> **EXERCISE INSTRUCTIONS**
Update the stretch from the line containing "In this document, the" through the line containing "box: [456, 366, 513, 380]" by replacing "optional" with "not required", keeping everything else unchanged. Give back only those lines.

> **EXTRACTED MATERIAL**
────────────────
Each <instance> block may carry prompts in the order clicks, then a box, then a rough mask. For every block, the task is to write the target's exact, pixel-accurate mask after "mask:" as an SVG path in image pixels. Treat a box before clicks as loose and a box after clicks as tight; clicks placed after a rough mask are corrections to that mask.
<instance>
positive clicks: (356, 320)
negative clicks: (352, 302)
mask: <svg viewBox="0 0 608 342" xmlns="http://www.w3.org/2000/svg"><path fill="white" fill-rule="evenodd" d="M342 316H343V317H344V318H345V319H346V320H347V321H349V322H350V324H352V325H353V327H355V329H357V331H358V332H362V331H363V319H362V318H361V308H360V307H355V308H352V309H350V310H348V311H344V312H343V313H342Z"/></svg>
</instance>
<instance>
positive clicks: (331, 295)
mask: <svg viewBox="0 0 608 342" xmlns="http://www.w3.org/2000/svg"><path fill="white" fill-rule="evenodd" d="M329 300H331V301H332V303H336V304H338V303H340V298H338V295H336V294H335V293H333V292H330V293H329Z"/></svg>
────────────────
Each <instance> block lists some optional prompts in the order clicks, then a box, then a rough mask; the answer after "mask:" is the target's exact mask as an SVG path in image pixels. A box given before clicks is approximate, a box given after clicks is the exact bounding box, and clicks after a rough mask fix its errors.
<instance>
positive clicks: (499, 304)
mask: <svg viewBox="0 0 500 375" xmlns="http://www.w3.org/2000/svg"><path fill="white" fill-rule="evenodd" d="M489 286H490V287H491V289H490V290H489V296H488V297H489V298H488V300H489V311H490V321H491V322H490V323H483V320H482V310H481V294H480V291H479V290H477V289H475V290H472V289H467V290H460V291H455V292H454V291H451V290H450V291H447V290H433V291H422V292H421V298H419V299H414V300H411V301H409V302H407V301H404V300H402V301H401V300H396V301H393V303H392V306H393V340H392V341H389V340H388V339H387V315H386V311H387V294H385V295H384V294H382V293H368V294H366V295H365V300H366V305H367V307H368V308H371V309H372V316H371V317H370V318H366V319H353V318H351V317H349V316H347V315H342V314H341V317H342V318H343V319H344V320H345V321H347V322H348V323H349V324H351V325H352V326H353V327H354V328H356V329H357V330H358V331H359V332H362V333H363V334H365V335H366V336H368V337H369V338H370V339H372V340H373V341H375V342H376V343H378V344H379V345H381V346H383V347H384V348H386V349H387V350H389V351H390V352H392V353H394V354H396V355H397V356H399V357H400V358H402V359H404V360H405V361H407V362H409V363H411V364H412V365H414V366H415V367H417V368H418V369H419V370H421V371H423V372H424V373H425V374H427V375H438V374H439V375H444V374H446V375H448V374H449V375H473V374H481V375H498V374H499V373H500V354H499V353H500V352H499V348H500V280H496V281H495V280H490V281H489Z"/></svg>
────────────────
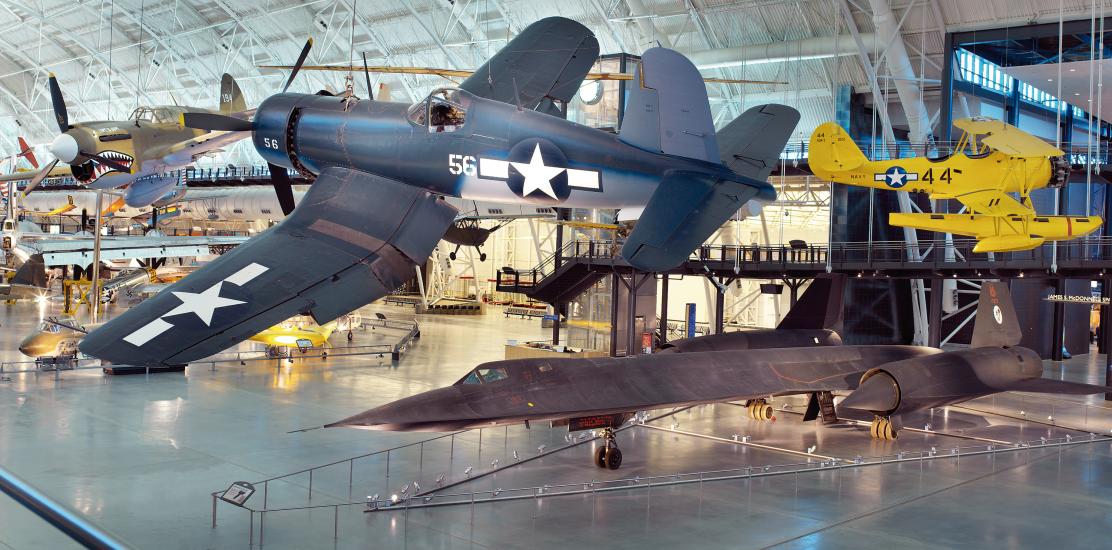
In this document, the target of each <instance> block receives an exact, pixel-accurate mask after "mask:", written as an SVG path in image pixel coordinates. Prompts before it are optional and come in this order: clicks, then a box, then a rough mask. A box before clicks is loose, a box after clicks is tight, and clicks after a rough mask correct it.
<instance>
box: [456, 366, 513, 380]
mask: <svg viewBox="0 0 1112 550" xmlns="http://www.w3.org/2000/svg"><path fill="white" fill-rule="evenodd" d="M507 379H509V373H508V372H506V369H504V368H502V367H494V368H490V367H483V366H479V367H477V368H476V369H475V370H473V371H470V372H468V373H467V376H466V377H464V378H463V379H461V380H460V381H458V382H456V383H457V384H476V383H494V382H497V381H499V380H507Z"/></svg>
────────────────
> **RESPONSE AREA**
In this document, the target of each <instance> block receives an exact, pixel-accurate mask after "mask:", written as an SVG path in image pixel coordinates. Prompts before it are not required and come in this order: clicks, then a box, then a rough mask. A box before clicks is loose, a box after clicks is tight, and clicks after a rough mask correct it.
<instance>
box: [456, 366, 513, 380]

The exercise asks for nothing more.